The sublimation of niobium oxide Nb₂O₅ in the range 1100–1400°С is incongruent, with oxygen molecules transferred to the vapor phase and various condensed oxides formed, whose compositions lie in the range Nb₁₂O₂₉–Nb₅₃O₁₃₂ [29–34]. The lower volatility of niobium oxide compared to that of zinc oxide allows us to consider the system during vaporization in the range 1200–1500 K in the frame of a two-component system as

$${{N}_{{{\text{ZnO}}}}} + {{N}_{{{\text{N}}{{{\text{b}}}_{{\text{2}}}}{{{\text{O}}}_{{\text{5}}}}}}} = {\text{ }}1,$$

(1)

where N_ZnO (\({{N}_{{{\text{Nb}}}}}_{{_{2}{{{\text{O}}}_{5}}}}\)) is zinc oxide (niobium oxide) mole fraction.

ZnO–Nb₂O₅ samples containing 90, 75, 60, 50, 40, and 11 mol % ZnO were used in vaporization experiments. The first four of these samples were prepared by annealing homogenized mixtures of pure niobium oxide and zinc oxide in platinum crucibles under air at T = 1173 K for 30 h; the purity and phase composition of the samples were monitored by X-ray powder diffraction and X-ray fluorescence analysis. The 11 mol % ZnO sample was prepared immediately in the course of a mass-spectrometric experiment by annealing a thoroughly homogenized ZnNb₂O₆ + Nb₂O₅ sample containing 88.9 mol % Nb₂O₅ in the effusion cell at Т > 1360 K.

◇ ◇ ◇ ◇

**Things to do:**
1) Rewrite the stretch of the excerpt on ZnO–Nb₂O₅ vaporization from "ZnO–Nb₂O₅ samples containing" through "Т > 1360 K.", replacing "platinum crucibles" with "alumina crucibles".
2) According to the excerpt on ZnO–Nb₂O₅ vaporization, at what temperature and for how long were the first four samples annealed?
3) Summarize the excerpt on ZnO–Nb₂O₅ vaporization in three sentences.
The rows that follow have no connection to the excerpt on ZnO–Nb₂O₅ vaporization.

**Dataset records:**

◇ ◇ ◇ ◇

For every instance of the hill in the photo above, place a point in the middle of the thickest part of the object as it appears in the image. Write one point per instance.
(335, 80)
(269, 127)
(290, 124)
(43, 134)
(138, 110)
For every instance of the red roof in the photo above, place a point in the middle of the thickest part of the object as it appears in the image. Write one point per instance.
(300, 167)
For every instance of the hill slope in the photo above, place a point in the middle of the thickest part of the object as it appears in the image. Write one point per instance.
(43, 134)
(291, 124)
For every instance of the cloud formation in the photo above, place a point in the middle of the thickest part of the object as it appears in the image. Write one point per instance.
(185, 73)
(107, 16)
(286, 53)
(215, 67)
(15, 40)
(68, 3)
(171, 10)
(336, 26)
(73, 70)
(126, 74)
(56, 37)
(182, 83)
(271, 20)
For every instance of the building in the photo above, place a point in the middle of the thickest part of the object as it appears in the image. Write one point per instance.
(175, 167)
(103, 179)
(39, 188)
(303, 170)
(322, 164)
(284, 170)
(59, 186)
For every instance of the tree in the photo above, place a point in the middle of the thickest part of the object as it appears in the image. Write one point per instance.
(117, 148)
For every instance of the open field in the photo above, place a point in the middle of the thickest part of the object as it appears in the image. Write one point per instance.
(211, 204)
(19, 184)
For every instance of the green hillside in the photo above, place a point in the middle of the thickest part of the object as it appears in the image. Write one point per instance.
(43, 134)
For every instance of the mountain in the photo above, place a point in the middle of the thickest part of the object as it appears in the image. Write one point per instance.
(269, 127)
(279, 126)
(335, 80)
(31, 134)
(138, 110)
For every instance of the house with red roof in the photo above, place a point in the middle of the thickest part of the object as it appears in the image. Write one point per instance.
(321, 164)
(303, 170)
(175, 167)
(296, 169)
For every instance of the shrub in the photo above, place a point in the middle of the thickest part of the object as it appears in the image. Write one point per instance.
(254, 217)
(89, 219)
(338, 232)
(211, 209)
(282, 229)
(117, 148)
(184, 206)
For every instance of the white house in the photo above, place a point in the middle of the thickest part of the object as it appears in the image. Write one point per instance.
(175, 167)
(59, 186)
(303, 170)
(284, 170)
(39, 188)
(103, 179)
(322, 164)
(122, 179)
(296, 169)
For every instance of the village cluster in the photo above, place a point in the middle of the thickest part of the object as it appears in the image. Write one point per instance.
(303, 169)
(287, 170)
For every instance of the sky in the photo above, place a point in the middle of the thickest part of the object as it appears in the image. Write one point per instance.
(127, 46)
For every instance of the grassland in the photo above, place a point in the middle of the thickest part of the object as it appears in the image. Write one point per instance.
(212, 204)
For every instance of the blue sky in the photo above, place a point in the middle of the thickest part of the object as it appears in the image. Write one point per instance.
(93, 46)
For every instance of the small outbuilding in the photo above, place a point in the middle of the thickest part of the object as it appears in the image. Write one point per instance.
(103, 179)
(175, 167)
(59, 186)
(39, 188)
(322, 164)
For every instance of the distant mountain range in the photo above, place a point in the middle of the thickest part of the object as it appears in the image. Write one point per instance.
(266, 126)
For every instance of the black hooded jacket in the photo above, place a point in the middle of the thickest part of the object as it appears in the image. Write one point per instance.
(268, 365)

◇ ◇ ◇ ◇

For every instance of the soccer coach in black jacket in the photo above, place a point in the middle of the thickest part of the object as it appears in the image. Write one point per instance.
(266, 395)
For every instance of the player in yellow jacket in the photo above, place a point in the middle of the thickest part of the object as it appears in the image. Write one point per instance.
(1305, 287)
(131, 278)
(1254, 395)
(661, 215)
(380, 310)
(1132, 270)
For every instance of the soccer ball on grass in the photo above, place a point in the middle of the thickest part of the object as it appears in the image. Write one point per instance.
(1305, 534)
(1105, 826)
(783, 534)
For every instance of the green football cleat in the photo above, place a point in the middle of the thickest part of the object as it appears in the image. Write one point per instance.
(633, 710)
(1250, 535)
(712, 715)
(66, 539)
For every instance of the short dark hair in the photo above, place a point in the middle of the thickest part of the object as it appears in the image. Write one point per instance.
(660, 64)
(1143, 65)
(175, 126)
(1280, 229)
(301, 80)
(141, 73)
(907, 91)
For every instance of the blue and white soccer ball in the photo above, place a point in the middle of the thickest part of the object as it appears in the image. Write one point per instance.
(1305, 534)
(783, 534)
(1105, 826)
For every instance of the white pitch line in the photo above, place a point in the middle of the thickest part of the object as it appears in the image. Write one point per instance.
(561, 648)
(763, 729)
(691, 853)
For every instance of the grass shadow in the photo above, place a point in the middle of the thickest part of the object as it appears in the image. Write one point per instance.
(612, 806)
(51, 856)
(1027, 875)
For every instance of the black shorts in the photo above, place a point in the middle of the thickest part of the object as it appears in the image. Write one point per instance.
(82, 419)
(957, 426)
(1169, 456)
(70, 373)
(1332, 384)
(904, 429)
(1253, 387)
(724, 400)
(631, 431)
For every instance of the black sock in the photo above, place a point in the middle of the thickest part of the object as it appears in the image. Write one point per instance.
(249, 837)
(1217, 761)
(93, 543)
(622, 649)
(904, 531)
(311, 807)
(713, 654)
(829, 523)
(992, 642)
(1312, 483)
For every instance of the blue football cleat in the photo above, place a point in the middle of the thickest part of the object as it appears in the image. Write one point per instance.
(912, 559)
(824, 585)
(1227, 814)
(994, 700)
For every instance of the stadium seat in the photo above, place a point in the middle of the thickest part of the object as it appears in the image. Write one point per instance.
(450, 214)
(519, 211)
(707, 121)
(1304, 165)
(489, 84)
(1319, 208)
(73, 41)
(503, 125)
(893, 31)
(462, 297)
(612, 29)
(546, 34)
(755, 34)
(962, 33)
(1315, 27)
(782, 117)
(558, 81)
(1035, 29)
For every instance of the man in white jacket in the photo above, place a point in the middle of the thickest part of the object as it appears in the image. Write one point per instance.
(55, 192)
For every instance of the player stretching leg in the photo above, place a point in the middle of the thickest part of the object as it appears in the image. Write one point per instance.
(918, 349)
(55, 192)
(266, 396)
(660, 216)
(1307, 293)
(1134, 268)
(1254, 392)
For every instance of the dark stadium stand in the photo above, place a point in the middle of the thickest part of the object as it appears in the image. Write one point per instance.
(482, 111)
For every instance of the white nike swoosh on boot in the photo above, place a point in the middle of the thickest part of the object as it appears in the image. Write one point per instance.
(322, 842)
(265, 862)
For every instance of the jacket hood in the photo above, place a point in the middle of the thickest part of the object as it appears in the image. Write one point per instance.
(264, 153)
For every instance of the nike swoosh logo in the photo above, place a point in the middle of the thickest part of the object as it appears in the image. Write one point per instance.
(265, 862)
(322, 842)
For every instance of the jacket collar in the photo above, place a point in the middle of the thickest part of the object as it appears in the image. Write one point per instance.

◇ ◇ ◇ ◇

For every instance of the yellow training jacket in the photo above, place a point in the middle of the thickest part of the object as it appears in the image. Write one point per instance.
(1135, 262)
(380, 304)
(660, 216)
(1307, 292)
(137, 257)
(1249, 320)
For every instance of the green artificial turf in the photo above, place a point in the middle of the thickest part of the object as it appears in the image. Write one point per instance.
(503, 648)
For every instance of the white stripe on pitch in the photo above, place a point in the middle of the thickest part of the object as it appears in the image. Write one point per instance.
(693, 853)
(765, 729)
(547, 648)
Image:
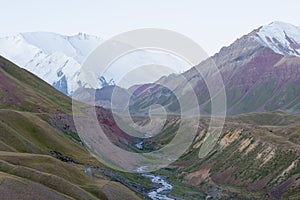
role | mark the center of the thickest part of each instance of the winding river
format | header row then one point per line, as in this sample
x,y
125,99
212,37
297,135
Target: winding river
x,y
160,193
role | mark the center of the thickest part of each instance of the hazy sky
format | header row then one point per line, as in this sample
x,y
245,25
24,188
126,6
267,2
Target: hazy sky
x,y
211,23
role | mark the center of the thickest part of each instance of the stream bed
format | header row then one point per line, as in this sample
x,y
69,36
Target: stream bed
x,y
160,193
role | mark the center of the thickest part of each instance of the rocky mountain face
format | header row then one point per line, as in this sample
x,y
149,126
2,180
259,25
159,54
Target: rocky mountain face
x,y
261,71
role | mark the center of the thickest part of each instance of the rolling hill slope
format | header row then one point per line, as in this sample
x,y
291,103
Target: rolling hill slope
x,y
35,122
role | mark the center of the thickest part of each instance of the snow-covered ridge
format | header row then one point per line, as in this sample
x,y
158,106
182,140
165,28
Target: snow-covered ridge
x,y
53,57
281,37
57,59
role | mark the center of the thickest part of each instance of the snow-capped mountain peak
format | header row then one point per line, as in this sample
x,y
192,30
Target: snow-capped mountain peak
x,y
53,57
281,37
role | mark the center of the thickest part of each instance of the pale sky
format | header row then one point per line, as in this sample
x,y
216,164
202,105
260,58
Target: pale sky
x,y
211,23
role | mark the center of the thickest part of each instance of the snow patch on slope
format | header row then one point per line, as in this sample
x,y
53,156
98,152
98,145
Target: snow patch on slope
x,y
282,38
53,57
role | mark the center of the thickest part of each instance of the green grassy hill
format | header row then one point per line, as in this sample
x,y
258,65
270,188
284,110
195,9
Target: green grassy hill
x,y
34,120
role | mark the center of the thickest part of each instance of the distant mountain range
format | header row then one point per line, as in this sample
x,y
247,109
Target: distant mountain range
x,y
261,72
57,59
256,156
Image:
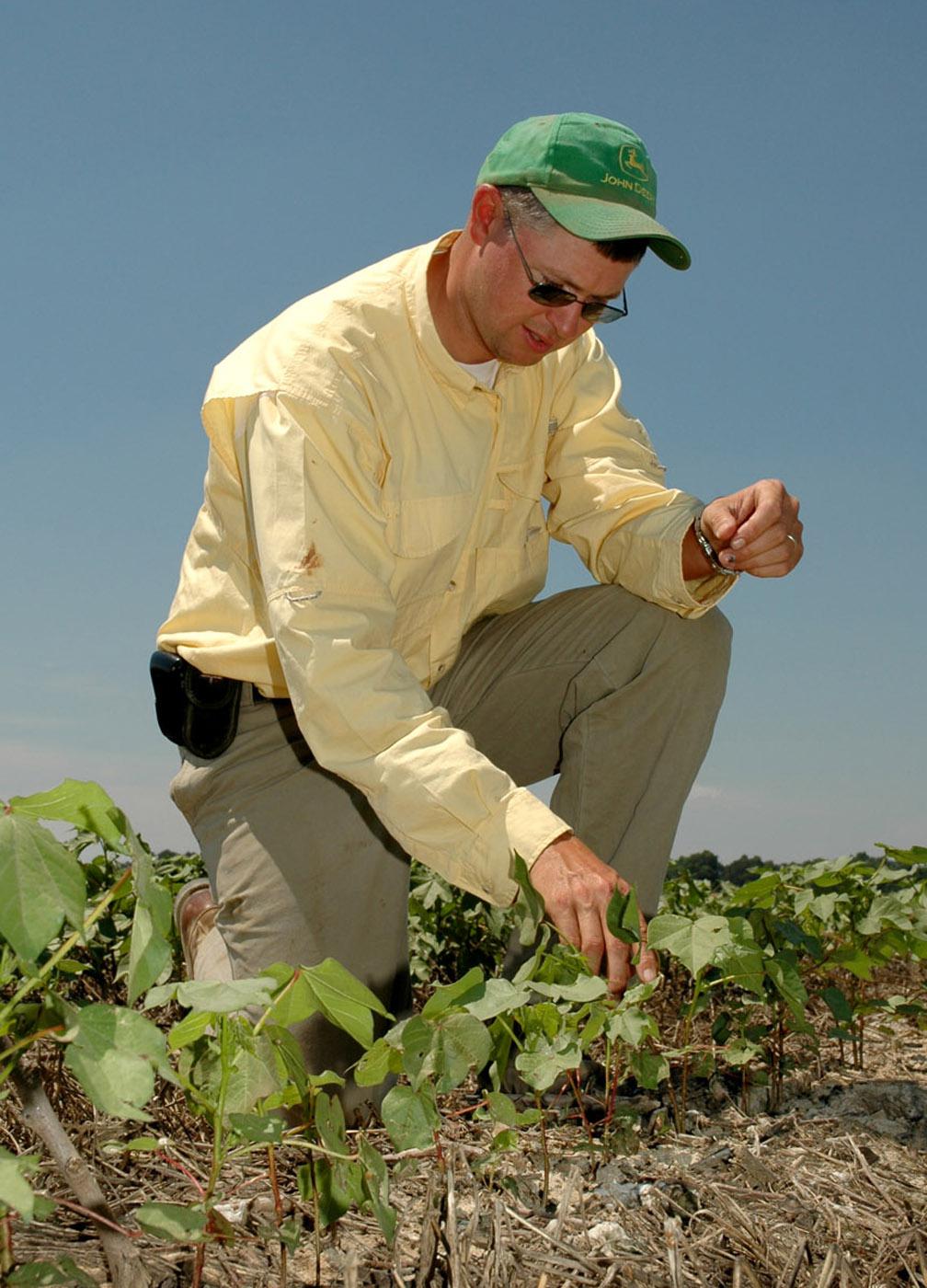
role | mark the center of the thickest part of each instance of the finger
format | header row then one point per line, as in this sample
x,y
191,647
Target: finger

◇ ◇ ◇ ◇

**Results:**
1)
ZnO–Nb₂O₅ samples containing 90, 75, 60, 50, 40, and 11 mol % ZnO were used in vaporization experiments. The first four of these samples were prepared by annealing homogenized mixtures of pure niobium oxide and zinc oxide in alumina crucibles under air at T = 1173 K for 30 h; the purity and phase composition of the samples were monitored by X-ray powder diffraction and X-ray fluorescence analysis. The 11 mol % ZnO sample was prepared immediately in the course of a mass-spectrometric experiment by annealing a thoroughly homogenized ZnNb₂O₆ + Nb₂O₅ sample containing 88.9 mol % Nb₂O₅ in the effusion cell at Т > 1360 K.

2) They were annealed at T = 1173 K for 30 h.

3) Between 1100 and 1400°C, niobium oxide Nb₂O₅ sublimes incongruently, releasing oxygen molecules into the vapor phase and forming condensed oxides with compositions between Nb₁₂O₂₉ and Nb₅₃O₁₃₂. Because niobium oxide is less volatile than zinc oxide, the system can be treated as two-component during vaporization at 1200–1500 K. Samples containing 90, 75, 60, 50, 40, and 11 mol % ZnO were used: the first four were prepared by annealing mixtures in platinum crucibles in air at 1173 K for 30 h, and the 11 mol % sample was formed during a mass-spectrometric experiment by annealing a ZnNb₂O₆ + Nb₂O₅ sample in the effusion cell above 1360 K.